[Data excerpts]
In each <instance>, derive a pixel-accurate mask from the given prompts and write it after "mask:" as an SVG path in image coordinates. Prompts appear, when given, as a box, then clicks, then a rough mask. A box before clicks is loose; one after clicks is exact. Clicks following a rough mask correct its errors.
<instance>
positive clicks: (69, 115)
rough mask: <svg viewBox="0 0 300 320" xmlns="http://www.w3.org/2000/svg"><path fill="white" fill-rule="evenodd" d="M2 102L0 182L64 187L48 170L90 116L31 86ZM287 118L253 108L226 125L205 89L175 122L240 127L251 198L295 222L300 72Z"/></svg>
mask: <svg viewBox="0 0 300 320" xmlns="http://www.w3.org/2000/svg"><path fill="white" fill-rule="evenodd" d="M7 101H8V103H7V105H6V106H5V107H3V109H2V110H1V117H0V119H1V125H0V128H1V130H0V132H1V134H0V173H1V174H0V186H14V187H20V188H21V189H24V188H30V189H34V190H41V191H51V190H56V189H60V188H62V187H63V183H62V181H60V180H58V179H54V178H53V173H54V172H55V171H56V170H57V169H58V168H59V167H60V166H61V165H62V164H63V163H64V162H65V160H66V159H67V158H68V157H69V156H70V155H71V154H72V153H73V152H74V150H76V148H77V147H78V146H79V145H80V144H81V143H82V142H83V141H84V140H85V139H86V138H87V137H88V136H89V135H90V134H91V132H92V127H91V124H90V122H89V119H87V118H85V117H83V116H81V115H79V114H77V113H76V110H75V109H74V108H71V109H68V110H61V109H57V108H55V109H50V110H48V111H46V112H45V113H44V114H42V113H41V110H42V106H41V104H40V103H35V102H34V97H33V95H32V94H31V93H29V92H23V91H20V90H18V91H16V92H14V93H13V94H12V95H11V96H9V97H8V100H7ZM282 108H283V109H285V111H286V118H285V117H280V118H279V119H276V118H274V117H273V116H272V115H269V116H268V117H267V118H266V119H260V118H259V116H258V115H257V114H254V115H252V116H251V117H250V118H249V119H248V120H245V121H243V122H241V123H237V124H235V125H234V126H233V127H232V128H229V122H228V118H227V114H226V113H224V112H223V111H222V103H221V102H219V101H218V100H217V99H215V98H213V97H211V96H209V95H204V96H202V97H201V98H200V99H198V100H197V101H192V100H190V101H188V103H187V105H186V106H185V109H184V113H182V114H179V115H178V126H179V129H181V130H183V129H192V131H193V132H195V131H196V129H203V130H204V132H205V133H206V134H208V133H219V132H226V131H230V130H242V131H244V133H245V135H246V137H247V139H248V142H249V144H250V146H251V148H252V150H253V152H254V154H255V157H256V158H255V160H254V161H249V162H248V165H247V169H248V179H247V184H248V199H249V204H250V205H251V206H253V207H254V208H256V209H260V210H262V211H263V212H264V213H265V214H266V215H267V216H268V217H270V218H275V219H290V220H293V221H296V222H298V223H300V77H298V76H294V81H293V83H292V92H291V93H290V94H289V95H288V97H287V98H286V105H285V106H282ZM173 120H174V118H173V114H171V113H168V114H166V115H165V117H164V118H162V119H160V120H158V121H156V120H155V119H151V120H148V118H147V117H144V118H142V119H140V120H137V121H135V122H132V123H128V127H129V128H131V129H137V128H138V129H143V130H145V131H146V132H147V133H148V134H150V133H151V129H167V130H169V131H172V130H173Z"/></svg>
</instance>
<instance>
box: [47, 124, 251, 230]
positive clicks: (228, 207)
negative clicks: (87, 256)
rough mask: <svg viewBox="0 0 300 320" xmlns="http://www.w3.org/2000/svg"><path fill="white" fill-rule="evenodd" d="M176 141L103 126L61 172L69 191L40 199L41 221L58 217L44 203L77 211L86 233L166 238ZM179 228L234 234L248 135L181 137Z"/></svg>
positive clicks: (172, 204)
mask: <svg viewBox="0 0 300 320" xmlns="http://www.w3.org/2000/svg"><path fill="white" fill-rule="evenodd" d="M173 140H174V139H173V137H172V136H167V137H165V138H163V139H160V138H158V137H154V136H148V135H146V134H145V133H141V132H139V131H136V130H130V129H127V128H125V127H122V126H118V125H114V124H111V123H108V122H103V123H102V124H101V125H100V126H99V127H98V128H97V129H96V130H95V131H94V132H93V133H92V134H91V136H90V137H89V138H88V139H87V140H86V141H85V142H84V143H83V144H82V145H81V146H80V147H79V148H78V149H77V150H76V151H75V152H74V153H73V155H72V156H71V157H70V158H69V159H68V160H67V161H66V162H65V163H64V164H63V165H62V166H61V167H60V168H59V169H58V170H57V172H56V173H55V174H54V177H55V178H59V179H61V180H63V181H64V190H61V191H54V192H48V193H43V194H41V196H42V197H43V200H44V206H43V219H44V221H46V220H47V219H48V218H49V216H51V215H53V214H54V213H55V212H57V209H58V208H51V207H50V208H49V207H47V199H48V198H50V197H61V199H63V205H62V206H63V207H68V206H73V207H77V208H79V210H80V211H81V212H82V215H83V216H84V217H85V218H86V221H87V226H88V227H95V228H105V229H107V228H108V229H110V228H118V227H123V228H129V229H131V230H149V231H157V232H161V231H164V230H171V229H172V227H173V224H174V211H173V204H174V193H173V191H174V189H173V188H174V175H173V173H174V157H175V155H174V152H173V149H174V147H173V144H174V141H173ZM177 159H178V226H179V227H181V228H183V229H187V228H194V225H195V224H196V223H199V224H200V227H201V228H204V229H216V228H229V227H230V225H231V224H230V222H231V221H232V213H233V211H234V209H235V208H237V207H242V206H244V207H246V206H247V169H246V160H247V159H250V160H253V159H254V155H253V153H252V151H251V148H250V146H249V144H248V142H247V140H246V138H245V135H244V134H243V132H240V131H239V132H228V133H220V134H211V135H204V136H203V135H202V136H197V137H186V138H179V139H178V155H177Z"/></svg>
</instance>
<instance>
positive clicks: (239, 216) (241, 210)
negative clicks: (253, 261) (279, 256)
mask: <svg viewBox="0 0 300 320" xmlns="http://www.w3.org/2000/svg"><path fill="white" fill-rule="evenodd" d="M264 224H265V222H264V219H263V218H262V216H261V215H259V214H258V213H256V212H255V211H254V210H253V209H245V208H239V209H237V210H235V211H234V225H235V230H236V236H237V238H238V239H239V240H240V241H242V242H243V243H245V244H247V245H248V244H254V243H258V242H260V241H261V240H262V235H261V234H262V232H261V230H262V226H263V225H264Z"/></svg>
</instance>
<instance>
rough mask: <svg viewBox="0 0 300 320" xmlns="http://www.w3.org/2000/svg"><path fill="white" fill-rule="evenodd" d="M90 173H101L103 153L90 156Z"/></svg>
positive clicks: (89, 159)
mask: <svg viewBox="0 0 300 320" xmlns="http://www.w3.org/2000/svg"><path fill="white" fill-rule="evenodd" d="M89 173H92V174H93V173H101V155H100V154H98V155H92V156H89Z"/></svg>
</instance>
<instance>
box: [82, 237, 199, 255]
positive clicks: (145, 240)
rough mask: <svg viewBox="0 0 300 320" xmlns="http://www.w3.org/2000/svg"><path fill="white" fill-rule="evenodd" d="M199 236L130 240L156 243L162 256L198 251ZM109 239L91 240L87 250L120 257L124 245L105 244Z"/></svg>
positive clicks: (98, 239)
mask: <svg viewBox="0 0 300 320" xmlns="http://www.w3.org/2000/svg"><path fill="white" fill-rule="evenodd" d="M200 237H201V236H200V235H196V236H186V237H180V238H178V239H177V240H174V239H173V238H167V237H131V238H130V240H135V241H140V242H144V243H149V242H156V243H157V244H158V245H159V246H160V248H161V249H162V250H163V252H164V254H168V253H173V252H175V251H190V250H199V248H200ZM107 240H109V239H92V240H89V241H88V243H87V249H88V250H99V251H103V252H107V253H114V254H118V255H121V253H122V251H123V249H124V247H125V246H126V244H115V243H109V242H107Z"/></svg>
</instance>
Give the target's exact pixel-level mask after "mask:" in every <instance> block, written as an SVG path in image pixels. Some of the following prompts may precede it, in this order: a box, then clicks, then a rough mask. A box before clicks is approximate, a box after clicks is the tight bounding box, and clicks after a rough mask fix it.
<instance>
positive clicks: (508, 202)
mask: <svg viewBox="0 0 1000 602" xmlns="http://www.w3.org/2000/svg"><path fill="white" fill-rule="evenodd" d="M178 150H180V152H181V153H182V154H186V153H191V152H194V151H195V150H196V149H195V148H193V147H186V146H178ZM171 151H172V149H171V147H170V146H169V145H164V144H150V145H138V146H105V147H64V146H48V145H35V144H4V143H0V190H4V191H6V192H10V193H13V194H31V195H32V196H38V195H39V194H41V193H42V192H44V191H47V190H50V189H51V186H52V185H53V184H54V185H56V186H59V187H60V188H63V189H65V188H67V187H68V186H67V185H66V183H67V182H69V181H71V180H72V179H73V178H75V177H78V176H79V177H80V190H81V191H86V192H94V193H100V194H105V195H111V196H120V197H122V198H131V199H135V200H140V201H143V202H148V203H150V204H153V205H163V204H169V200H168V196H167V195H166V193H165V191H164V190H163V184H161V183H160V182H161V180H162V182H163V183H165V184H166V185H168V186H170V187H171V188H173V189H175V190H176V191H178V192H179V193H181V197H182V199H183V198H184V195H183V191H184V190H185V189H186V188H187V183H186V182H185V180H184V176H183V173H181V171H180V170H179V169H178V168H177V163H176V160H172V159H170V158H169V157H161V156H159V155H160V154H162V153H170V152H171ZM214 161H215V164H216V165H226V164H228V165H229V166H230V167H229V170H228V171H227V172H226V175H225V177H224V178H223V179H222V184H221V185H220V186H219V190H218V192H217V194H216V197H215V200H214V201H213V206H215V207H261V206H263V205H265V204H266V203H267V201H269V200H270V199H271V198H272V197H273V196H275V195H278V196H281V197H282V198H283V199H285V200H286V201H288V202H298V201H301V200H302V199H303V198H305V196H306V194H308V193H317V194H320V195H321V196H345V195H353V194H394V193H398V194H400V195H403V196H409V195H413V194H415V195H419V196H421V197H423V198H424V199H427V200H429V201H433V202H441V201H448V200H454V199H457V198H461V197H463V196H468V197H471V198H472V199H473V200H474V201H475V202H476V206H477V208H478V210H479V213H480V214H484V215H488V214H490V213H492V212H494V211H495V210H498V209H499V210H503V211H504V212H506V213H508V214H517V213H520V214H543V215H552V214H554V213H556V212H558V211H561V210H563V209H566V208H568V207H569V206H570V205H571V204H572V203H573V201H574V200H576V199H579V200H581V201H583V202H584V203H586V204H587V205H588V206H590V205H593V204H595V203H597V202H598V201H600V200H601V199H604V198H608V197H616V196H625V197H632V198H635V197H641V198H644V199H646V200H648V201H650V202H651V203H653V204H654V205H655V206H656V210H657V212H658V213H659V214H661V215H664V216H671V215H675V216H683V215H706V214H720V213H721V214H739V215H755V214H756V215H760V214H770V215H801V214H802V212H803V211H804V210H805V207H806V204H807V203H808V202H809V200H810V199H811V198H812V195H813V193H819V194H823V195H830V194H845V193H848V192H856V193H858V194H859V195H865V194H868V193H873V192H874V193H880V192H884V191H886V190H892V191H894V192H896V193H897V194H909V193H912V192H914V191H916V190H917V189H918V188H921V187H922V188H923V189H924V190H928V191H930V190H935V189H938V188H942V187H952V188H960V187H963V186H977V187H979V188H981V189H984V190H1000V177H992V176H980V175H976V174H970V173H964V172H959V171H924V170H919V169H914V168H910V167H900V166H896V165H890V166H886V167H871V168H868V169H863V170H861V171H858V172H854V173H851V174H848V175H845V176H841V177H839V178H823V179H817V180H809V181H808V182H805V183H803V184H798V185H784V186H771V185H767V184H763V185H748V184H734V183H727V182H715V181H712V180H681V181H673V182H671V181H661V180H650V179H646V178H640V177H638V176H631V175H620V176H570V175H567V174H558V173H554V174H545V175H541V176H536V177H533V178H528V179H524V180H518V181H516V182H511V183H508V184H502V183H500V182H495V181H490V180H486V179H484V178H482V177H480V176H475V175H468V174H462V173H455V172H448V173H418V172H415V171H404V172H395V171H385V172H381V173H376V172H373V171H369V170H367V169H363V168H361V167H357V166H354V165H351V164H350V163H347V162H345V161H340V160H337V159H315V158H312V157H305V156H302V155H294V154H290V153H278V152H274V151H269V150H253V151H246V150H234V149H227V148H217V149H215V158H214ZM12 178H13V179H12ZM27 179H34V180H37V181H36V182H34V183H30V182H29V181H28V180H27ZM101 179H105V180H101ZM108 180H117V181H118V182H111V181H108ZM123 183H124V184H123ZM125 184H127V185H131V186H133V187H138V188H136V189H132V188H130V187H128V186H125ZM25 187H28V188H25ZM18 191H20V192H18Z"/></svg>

- [WORK REQUEST] When you reach the line that contains "positive clicks: (69, 115)", stop; output it and every line before it from the start of the data, exactly as written.

- [EXERCISE RESULT]
In each <instance>, derive a pixel-accurate mask from the given prompts and write it after "mask:" as an SVG path in image coordinates. Prompts appear, when given, as a box, then clicks, then a rough mask. A box before clicks is loose; one after clicks is exact. Clicks following a rough mask correct its errors.
<instance>
positive clicks: (69, 115)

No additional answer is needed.